───── Task material
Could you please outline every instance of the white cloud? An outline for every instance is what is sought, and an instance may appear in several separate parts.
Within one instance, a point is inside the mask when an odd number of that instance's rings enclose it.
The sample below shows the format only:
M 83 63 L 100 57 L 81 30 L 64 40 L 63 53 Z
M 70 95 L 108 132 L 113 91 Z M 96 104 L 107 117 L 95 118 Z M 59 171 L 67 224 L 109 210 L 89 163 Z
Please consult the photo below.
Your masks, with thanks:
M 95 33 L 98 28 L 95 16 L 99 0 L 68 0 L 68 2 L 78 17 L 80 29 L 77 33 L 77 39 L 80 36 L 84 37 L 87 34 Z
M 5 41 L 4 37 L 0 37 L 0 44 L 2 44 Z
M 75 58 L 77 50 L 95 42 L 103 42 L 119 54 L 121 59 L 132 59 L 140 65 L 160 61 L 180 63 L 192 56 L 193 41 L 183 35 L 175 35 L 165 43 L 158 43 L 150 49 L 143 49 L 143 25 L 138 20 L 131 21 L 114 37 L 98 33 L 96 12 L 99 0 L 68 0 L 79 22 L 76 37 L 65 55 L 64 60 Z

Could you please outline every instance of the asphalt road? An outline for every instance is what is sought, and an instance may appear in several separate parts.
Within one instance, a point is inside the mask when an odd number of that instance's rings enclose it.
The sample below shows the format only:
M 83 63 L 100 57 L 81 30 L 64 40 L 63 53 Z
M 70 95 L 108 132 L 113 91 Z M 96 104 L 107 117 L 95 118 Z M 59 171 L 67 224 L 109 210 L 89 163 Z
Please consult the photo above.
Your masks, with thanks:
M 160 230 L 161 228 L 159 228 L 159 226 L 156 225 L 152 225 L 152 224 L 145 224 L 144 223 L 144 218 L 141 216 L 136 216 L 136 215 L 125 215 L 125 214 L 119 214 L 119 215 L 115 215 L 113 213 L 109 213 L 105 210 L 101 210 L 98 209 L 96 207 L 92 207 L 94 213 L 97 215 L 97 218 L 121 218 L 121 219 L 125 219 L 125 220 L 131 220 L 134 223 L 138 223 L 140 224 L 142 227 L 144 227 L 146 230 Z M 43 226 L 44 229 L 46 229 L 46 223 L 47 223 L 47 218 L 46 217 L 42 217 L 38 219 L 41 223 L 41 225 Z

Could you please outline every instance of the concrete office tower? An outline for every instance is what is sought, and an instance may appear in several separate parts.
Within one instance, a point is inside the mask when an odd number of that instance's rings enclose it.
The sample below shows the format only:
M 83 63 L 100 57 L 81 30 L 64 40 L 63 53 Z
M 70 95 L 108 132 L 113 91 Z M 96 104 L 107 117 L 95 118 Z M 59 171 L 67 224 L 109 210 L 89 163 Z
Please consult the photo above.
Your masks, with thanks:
──────────
* **What this task involves**
Could you extract all of the material above and reproduce every line of it verbatim, with nothing altered?

* **Task solution**
Could you please outline every instance of the white cloud? An outline for every instance is what is sought, and an instance may appear in several separate parts.
Within one instance, a point is inside the mask when an odd number of that instance's rings enclose it.
The sample below shows the format only:
M 83 63 L 100 57 L 81 30 L 64 40 L 63 53 Z
M 70 95 L 108 132 L 113 91 Z M 96 104 L 107 117 L 95 118 Z M 59 171 L 67 224 L 109 210 L 89 163 Z
Please consult the photo below.
Your masks, with thanks:
M 95 33 L 98 28 L 95 16 L 99 0 L 68 0 L 68 2 L 78 17 L 80 29 L 77 33 L 77 39 L 80 36 L 84 37 L 87 34 Z
M 5 41 L 4 37 L 0 37 L 0 44 L 2 44 Z
M 75 58 L 77 50 L 95 42 L 103 42 L 119 54 L 121 59 L 132 59 L 140 65 L 160 61 L 180 63 L 192 56 L 193 41 L 183 35 L 175 35 L 165 43 L 158 43 L 150 49 L 143 49 L 143 25 L 138 20 L 131 21 L 114 37 L 98 33 L 96 12 L 99 0 L 68 0 L 79 22 L 76 37 L 65 55 L 64 60 Z

Could you please outline every instance of the asphalt road? An outline for every instance is what is sought, and an instance may appear in several separate parts.
Within one instance, a point is inside the mask when an odd number of that instance's rings enclose it.
The sample below shows the format only:
M 83 63 L 100 57 L 81 30 L 64 40 L 63 53 Z
M 70 95 L 108 132 L 113 91 Z M 96 104 L 107 117 L 95 118 Z M 59 171 L 67 224 L 109 210 L 89 163 Z
Please consult the photo above.
Your masks, with thanks:
M 160 230 L 161 228 L 159 228 L 159 226 L 156 225 L 152 225 L 152 224 L 145 224 L 144 223 L 144 218 L 141 216 L 136 216 L 136 215 L 125 215 L 125 214 L 119 214 L 119 215 L 115 215 L 113 213 L 109 213 L 105 210 L 101 210 L 98 209 L 96 207 L 92 207 L 94 213 L 97 215 L 97 218 L 121 218 L 121 219 L 125 219 L 125 220 L 131 220 L 134 223 L 138 223 L 140 224 L 142 227 L 144 227 L 146 230 Z M 43 226 L 44 229 L 46 229 L 46 223 L 47 223 L 47 218 L 46 217 L 42 217 L 38 219 L 41 223 L 41 225 Z

Could you please outline every instance of the concrete office tower? An outline for every instance is what is sought, and an instance may appear in several separate parts.
Within one instance, a point is inside the mask when an odd number of that instance's rings enclose it.
The sample below shows the format only:
M 83 63 L 100 57 L 81 30 L 64 40 L 63 53 Z
M 70 95 L 108 132 L 113 91 Z M 96 104 L 107 117 L 95 118 Z M 59 171 L 67 224 L 109 210 L 89 163 Z
Please consult the photo above.
Your masks, with thanks:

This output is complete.